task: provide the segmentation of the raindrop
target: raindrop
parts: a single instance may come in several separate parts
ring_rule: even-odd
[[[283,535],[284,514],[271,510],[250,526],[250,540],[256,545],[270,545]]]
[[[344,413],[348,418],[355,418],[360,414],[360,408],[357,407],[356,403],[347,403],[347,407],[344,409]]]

******************************

How many lines in the records above contain the word "raindrop"? Reply with the number alone.

2